WORK TASK
Please restate, word for word, the lines below that begin at the one with "positive clicks: (230, 62) (231, 60)" and end at the one with "box: [194, 83, 231, 185]". Leave out all other lines.

SUPPLIED ENTRIES

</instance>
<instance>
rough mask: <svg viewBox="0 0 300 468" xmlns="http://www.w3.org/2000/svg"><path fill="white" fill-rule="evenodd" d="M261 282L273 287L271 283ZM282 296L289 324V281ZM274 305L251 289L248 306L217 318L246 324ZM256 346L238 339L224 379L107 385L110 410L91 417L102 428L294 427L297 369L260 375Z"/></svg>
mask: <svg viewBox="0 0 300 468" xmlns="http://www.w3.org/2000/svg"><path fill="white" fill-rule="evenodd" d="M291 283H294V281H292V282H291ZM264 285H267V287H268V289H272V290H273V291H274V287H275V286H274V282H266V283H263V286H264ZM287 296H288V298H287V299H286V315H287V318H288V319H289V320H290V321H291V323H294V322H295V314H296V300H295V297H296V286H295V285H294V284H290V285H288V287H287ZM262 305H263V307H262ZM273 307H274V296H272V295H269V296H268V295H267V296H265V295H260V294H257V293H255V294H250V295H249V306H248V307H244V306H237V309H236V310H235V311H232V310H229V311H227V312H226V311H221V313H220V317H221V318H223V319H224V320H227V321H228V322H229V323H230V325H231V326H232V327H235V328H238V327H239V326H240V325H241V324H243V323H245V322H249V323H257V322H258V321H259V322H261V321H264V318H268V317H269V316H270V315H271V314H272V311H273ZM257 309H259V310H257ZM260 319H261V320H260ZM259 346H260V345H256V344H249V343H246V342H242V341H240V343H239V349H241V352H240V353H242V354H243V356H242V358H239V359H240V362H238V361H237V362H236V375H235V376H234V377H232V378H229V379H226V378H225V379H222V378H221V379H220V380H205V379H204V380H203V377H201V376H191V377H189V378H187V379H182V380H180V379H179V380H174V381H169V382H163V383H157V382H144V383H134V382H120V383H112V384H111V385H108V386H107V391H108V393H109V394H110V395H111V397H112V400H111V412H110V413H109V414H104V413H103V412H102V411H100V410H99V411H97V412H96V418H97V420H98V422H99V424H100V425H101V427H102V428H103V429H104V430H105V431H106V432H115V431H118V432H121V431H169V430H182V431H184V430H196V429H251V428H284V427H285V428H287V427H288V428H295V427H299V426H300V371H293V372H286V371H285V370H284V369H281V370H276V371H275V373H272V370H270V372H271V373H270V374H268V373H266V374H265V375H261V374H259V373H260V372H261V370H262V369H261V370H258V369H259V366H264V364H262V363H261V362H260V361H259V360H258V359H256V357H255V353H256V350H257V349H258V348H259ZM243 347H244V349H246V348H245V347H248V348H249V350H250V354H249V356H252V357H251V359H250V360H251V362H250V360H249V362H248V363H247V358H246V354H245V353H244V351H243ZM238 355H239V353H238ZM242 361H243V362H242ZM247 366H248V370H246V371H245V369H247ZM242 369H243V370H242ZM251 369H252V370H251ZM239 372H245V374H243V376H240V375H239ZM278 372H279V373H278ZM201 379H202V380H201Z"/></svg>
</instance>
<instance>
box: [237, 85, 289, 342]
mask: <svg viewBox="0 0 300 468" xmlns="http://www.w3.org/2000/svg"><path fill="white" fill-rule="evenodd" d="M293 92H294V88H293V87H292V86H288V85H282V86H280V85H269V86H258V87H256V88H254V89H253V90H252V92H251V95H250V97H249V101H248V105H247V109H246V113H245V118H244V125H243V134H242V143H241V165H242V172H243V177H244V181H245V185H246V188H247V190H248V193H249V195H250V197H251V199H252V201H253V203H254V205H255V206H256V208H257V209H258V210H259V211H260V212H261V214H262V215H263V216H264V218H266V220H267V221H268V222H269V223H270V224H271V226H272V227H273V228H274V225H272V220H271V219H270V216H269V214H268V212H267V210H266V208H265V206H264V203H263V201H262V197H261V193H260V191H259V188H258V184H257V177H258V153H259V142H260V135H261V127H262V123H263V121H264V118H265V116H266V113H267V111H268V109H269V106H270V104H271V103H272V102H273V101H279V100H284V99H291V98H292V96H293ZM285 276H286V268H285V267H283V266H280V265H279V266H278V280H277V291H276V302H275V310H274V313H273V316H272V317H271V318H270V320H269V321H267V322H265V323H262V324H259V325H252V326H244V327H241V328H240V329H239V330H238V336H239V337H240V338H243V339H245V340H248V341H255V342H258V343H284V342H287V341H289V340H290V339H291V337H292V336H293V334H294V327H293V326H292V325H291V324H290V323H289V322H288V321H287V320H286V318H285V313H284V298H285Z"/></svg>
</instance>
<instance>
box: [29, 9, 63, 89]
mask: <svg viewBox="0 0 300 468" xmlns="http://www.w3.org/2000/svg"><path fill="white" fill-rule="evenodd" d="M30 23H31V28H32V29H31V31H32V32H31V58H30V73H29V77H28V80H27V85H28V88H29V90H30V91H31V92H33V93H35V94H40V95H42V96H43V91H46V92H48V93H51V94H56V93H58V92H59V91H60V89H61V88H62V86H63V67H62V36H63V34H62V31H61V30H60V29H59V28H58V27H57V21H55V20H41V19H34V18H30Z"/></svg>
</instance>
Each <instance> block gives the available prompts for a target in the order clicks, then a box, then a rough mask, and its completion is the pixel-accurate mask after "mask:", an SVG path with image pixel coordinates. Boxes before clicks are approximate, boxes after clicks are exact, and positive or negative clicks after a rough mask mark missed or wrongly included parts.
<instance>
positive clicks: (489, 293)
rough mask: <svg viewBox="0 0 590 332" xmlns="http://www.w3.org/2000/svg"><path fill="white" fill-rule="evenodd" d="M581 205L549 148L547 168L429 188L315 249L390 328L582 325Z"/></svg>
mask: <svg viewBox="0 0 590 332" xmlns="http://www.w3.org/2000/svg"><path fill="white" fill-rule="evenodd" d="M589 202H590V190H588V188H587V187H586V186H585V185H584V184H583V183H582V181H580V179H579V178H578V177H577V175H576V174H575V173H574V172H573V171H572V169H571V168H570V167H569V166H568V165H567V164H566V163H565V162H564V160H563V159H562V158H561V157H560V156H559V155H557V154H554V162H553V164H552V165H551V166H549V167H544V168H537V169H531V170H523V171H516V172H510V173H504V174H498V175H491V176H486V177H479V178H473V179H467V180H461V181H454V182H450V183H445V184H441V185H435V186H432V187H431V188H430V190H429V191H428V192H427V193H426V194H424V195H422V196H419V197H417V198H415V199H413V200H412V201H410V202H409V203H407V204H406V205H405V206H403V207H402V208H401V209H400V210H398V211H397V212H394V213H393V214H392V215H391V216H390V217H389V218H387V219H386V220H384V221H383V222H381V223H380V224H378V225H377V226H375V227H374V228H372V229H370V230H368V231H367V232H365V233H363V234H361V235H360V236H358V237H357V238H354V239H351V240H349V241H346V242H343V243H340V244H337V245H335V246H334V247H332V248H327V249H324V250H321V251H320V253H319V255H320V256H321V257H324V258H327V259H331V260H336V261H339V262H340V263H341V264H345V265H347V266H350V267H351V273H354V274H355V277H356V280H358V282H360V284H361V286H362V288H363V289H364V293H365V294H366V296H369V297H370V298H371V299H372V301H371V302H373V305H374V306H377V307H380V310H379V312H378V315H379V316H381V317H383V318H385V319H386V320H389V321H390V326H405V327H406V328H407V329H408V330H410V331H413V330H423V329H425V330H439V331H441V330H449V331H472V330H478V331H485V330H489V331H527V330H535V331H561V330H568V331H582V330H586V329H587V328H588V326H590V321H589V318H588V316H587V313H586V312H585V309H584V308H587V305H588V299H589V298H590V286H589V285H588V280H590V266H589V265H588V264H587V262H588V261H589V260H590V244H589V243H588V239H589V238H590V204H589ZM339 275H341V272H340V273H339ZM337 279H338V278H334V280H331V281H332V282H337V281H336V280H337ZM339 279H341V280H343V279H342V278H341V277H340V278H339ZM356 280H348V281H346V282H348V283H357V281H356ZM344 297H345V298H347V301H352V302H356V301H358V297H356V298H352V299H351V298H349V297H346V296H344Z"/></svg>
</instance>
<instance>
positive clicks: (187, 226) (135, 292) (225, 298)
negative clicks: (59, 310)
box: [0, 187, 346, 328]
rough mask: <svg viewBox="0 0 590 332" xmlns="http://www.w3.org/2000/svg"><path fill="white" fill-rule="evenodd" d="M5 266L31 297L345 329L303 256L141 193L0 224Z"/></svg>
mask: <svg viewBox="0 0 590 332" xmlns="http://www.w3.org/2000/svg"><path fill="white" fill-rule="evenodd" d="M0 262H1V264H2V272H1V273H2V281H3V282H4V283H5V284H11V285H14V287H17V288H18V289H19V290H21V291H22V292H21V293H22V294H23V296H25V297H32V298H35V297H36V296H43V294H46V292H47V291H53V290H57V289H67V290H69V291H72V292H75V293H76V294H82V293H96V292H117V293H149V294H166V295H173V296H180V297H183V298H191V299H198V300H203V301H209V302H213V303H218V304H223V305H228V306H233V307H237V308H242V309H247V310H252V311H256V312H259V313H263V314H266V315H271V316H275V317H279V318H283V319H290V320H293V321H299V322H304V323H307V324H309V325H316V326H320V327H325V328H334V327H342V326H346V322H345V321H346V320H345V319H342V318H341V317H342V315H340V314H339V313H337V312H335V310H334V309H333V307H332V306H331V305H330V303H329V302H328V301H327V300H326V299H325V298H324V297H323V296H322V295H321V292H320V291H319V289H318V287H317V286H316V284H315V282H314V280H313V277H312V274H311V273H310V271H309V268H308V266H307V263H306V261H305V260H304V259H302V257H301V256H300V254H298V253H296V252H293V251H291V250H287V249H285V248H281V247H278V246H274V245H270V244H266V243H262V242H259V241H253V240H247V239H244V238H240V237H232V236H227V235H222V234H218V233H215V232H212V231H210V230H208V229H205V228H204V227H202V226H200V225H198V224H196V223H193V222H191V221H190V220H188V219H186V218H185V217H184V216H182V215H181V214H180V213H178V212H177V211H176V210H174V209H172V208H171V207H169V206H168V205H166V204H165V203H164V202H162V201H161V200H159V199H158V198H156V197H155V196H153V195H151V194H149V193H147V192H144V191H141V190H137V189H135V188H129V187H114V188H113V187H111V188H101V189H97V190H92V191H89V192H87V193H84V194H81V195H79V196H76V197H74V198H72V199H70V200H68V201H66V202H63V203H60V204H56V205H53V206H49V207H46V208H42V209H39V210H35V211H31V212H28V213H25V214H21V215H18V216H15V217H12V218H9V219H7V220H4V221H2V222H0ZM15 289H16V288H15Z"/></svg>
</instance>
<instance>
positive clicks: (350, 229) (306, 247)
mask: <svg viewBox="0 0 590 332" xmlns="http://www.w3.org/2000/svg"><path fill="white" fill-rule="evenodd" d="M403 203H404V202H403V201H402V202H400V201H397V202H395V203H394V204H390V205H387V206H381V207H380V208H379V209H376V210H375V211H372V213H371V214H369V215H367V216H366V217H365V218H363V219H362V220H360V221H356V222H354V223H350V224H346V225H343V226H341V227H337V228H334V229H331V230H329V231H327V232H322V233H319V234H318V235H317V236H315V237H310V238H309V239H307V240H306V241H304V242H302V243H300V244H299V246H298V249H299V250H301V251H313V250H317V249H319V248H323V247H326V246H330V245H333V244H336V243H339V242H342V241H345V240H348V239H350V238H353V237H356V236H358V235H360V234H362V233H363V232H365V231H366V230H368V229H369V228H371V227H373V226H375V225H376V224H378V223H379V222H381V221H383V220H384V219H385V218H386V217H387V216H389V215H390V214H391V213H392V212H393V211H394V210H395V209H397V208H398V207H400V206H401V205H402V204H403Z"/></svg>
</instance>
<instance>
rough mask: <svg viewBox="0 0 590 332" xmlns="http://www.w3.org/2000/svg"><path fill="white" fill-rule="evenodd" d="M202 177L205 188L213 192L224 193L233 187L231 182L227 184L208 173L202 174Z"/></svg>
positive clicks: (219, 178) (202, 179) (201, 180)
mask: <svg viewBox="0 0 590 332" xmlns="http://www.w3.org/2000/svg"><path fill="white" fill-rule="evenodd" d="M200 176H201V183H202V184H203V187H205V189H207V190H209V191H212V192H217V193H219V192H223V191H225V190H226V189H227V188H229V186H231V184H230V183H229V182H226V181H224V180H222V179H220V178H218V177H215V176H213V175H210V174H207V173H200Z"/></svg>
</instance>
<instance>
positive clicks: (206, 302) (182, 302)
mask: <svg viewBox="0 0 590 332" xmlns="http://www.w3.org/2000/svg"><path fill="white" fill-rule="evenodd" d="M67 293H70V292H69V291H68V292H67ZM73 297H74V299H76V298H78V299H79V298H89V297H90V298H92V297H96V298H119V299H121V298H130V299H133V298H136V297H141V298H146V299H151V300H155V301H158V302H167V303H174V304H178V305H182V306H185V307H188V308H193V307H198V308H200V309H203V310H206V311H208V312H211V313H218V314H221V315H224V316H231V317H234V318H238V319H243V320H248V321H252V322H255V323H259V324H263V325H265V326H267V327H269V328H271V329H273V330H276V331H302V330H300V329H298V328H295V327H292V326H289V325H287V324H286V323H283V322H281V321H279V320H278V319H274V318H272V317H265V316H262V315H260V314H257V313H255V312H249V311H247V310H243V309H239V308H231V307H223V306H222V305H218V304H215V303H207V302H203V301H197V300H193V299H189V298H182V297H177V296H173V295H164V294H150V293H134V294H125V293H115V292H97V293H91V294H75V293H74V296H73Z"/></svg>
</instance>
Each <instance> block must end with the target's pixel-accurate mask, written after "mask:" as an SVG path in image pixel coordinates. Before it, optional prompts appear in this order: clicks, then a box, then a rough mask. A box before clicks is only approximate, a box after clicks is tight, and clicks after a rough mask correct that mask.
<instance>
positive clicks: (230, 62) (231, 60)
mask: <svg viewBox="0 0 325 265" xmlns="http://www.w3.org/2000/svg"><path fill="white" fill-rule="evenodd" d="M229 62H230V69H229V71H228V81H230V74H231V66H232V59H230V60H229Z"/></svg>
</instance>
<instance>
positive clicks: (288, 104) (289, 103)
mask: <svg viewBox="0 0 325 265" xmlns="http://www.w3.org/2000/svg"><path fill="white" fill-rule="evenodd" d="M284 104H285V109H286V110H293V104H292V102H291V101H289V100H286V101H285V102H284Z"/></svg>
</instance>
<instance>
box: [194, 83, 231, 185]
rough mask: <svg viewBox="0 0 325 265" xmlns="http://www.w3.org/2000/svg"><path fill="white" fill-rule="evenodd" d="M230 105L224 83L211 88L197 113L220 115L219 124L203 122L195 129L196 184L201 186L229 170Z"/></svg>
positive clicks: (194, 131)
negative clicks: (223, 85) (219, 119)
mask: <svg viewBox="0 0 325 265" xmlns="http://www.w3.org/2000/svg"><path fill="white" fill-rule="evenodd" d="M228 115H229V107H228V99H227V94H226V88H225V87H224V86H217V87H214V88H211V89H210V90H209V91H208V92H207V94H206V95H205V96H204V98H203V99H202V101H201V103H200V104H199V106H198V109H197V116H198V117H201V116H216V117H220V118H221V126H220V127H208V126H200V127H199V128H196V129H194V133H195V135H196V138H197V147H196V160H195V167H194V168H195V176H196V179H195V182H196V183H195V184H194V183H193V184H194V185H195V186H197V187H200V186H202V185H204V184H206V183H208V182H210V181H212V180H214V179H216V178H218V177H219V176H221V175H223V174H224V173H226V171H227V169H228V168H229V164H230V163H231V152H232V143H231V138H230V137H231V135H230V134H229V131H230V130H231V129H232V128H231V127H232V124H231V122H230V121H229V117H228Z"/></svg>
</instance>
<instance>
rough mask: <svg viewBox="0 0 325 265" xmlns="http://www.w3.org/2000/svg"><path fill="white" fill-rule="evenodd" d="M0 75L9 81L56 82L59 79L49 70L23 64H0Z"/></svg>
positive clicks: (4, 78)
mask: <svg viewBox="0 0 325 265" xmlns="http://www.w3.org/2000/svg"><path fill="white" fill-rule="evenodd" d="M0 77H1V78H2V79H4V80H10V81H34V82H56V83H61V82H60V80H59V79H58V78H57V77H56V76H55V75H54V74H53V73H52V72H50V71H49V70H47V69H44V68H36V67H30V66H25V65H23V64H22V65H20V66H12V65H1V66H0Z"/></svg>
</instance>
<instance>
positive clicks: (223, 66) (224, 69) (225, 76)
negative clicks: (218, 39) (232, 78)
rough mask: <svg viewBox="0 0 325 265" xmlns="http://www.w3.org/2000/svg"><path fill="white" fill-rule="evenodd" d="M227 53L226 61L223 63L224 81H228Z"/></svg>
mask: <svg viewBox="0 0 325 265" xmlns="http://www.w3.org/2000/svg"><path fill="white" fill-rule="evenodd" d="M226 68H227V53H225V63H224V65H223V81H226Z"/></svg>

RESULT
positive clicks: (230, 62) (231, 60)
mask: <svg viewBox="0 0 325 265" xmlns="http://www.w3.org/2000/svg"><path fill="white" fill-rule="evenodd" d="M229 62H230V69H229V71H228V81H230V74H231V66H232V59H230V60H229Z"/></svg>
</instance>
<instance>
positive clicks: (288, 104) (289, 103)
mask: <svg viewBox="0 0 325 265" xmlns="http://www.w3.org/2000/svg"><path fill="white" fill-rule="evenodd" d="M284 104H285V109H286V110H293V104H292V102H291V101H289V100H286V101H285V102H284Z"/></svg>
</instance>
<instance>
box: [194, 83, 231, 185]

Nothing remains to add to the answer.